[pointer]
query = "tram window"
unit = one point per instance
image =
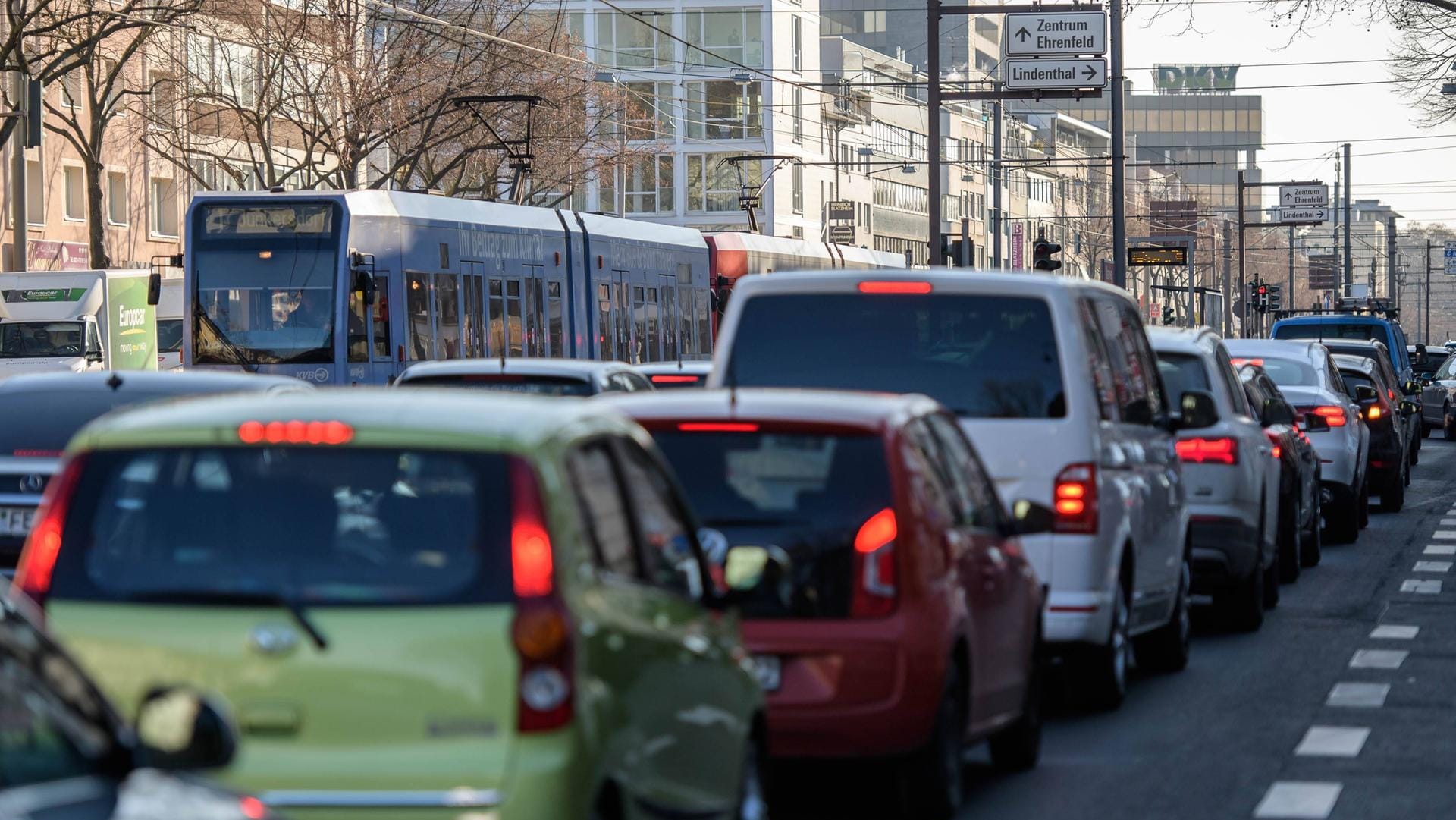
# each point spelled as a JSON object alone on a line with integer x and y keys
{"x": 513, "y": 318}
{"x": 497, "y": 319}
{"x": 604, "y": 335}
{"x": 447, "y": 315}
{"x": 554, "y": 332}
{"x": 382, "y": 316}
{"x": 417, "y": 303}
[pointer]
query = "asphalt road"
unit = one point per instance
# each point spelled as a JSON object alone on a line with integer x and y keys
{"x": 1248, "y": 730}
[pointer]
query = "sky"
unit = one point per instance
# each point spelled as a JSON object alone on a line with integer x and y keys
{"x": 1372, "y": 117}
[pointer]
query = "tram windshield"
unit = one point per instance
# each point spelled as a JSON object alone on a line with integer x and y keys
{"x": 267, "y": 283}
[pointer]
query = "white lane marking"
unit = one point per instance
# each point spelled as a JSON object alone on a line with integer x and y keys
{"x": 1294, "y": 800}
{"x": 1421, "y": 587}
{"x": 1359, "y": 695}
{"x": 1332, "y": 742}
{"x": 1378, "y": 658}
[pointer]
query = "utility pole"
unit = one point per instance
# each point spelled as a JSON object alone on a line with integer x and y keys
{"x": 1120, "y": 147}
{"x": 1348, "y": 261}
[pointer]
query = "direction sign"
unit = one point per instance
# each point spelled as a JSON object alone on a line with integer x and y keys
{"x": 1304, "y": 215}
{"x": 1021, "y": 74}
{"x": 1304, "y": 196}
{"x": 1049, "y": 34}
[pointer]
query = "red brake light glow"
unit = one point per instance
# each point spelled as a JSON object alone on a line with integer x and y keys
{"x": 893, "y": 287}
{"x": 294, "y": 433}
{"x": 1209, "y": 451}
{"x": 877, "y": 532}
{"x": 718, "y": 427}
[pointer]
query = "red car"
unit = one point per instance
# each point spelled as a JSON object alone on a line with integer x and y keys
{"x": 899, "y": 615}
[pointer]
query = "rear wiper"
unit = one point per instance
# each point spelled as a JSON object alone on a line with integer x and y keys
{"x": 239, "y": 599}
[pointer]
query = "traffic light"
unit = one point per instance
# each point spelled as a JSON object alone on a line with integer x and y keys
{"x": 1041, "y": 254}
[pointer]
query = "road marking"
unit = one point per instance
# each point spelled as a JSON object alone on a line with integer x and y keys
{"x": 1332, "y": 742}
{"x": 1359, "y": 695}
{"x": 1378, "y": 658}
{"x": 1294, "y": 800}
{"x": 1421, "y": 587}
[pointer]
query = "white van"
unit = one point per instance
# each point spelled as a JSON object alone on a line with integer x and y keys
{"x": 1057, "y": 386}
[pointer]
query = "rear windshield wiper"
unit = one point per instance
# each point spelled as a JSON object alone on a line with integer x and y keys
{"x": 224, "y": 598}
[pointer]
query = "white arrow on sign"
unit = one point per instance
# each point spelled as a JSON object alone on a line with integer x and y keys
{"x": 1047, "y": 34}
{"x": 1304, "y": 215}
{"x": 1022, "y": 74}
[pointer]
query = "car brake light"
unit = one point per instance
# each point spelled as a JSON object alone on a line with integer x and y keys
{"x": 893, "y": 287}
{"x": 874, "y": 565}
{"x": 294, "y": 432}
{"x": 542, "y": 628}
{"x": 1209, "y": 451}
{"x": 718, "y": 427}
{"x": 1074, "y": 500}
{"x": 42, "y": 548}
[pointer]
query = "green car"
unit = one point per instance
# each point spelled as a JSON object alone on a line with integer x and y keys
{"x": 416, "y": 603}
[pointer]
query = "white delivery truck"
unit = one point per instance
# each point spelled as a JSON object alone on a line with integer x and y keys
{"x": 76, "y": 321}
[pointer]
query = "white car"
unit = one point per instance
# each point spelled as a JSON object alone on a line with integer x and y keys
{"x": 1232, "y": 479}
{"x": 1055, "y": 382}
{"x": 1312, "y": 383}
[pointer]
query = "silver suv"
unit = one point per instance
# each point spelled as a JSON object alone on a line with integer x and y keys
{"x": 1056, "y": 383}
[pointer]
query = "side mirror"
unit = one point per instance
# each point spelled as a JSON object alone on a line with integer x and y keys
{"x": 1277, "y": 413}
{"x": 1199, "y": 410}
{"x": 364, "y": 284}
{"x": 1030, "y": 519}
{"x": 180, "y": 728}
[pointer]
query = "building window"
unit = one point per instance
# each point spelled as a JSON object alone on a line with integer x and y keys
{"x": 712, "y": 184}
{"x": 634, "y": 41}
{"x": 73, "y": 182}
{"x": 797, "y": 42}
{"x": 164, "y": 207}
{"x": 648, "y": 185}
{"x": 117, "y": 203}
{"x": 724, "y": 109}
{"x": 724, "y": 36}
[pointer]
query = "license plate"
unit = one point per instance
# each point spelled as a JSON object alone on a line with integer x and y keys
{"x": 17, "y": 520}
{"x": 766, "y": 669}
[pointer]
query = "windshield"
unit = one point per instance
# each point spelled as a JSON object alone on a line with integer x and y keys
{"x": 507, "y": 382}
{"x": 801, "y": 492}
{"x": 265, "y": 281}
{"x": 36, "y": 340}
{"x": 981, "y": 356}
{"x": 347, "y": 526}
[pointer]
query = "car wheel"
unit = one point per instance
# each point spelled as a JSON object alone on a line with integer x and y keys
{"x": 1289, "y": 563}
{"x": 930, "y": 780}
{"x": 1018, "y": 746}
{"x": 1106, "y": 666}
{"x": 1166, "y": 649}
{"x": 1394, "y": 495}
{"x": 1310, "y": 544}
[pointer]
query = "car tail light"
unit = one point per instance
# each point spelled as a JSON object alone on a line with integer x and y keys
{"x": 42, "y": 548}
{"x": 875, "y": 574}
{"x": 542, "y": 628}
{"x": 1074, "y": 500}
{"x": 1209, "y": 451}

EXERCISE REQUIREMENTS:
Each record above must be retyped exactly, minus its pictures.

EXPECTED ANSWER:
[pointer]
query = "tram window"
unit = one point per instance
image =
# each point spelled as a JSON object alone on a line with integer x and y keys
{"x": 513, "y": 318}
{"x": 497, "y": 319}
{"x": 604, "y": 335}
{"x": 447, "y": 315}
{"x": 554, "y": 332}
{"x": 382, "y": 316}
{"x": 417, "y": 303}
[pointer]
query = "asphalt road"
unit = one point per instance
# each point spelled as a JSON object alone on a line with integer x and y keys
{"x": 1248, "y": 730}
[pointer]
query = "sky"
unit = one point per instance
# each point spelled as a JSON object alone on a line with integer x and y keys
{"x": 1372, "y": 117}
[pointer]
query = "tram windshield"
unit = one point per instance
# each point spelled as a JSON object alone on a line with integer x and y keys
{"x": 267, "y": 283}
[pointer]
query = "white lane marking"
unit = one point per instance
# each point spelled as a JSON object alone on a line with integer x and y keys
{"x": 1294, "y": 800}
{"x": 1421, "y": 587}
{"x": 1359, "y": 695}
{"x": 1332, "y": 742}
{"x": 1378, "y": 658}
[pointer]
query = "utility pole"
unit = one point per instance
# each point spelled as a JSON object alone on a line with integer x and y keys
{"x": 1120, "y": 147}
{"x": 1348, "y": 261}
[pointer]
query = "direction sign"
unit = one point per instance
# each point spelled as a JSON object alone on a line with integer x and y keys
{"x": 1304, "y": 215}
{"x": 1021, "y": 74}
{"x": 1304, "y": 196}
{"x": 1049, "y": 34}
[pointer]
query = "red brake light glow"
unit = one point per instance
# each point spelled as a JSON object alone on a line with integer x and y keys
{"x": 893, "y": 287}
{"x": 294, "y": 433}
{"x": 1209, "y": 451}
{"x": 877, "y": 532}
{"x": 718, "y": 427}
[pointer]
query = "red car"
unit = one point per instance
# each point spelled as a JSON object alone on a line with integer x and y keys
{"x": 899, "y": 615}
[pointer]
query = "rear wiper"
unit = one point per instance
# each point spelled as a JSON object alone on a line with integer x and y keys
{"x": 239, "y": 599}
[pointer]
query = "traffic light"
unit = one point per instance
# each point spelled as a JSON object alone on a line with integer x and y keys
{"x": 1041, "y": 254}
[pointer]
query = "road marking"
unit = one point per instance
# each point spelled as a JSON object alone on a line with integer x and y keys
{"x": 1332, "y": 742}
{"x": 1359, "y": 695}
{"x": 1378, "y": 658}
{"x": 1294, "y": 800}
{"x": 1421, "y": 587}
[pointer]
query = "white van"
unit = one point per instance
# each point spelled as a JSON object alone on a line with integer x and y keys
{"x": 1057, "y": 386}
[pointer]
query = "rear windshield wiper"
unit = one point per instance
# each point spelled as a JSON object alone on a line with integer x and y keys
{"x": 224, "y": 598}
[pointer]
query = "white arrow on sign"
unit = one point per instance
# each point spelled as a JSON object alone on a line with integer x and y keys
{"x": 1047, "y": 34}
{"x": 1304, "y": 215}
{"x": 1022, "y": 74}
[pointer]
query = "car brake light"
unit = one point per instance
# each point spelled as a JSON object alone on a line with integer x and y keys
{"x": 893, "y": 287}
{"x": 874, "y": 565}
{"x": 294, "y": 432}
{"x": 542, "y": 628}
{"x": 1209, "y": 451}
{"x": 718, "y": 427}
{"x": 1074, "y": 500}
{"x": 42, "y": 548}
[pointer]
query = "green car"
unit = one point per instance
# each point spelled as a JSON object alone on a line with integer x and y keys
{"x": 416, "y": 603}
[pointer]
query = "white delivery truck"
unit = one point per instance
# each point spelled as a JSON object alone on a line with integer x and y keys
{"x": 76, "y": 321}
[pointer]
query = "white car"
unit = one point per instance
# each point spelled as a JSON object alone on a line with integer x and y keys
{"x": 1232, "y": 479}
{"x": 1055, "y": 382}
{"x": 1312, "y": 383}
[pointer]
query = "silver suv"
unit = one point per instance
# each point spelled as a JSON object alone on a line with integer x and y keys
{"x": 1056, "y": 383}
[pointer]
query = "side mirror"
unit = one point per instance
# each point spelled as a JSON object alone on a line with integer x and y keys
{"x": 1277, "y": 413}
{"x": 1199, "y": 410}
{"x": 364, "y": 284}
{"x": 1030, "y": 519}
{"x": 180, "y": 728}
[pointer]
query = "building window"
unit = one point per instance
# each point spelled as a JSON object alone on a line with integer x and y keys
{"x": 712, "y": 184}
{"x": 634, "y": 41}
{"x": 73, "y": 182}
{"x": 797, "y": 42}
{"x": 164, "y": 207}
{"x": 648, "y": 185}
{"x": 117, "y": 203}
{"x": 724, "y": 109}
{"x": 724, "y": 36}
[pointer]
query = "license plate"
unit = one point per instance
# each point spelled as a JSON object alone on a line with integer x and y keys
{"x": 17, "y": 520}
{"x": 766, "y": 669}
[pointer]
query = "windshield"
unit = one point per instance
# each point spelled as a JSON object alone on a line with integer x and y keys
{"x": 507, "y": 382}
{"x": 801, "y": 492}
{"x": 265, "y": 281}
{"x": 36, "y": 340}
{"x": 981, "y": 356}
{"x": 347, "y": 526}
[pointer]
query = "car wheel"
unit = one point per instance
# each point spelled as a JSON object alone on a line with integer x and y keys
{"x": 1289, "y": 563}
{"x": 930, "y": 780}
{"x": 1018, "y": 746}
{"x": 1106, "y": 666}
{"x": 1166, "y": 649}
{"x": 1394, "y": 495}
{"x": 1310, "y": 544}
[pointer]
query = "car tail light"
unit = one point per instance
# each point spelled as a JSON object alone on a line with integer x and y keys
{"x": 42, "y": 548}
{"x": 875, "y": 574}
{"x": 542, "y": 628}
{"x": 1074, "y": 500}
{"x": 1209, "y": 451}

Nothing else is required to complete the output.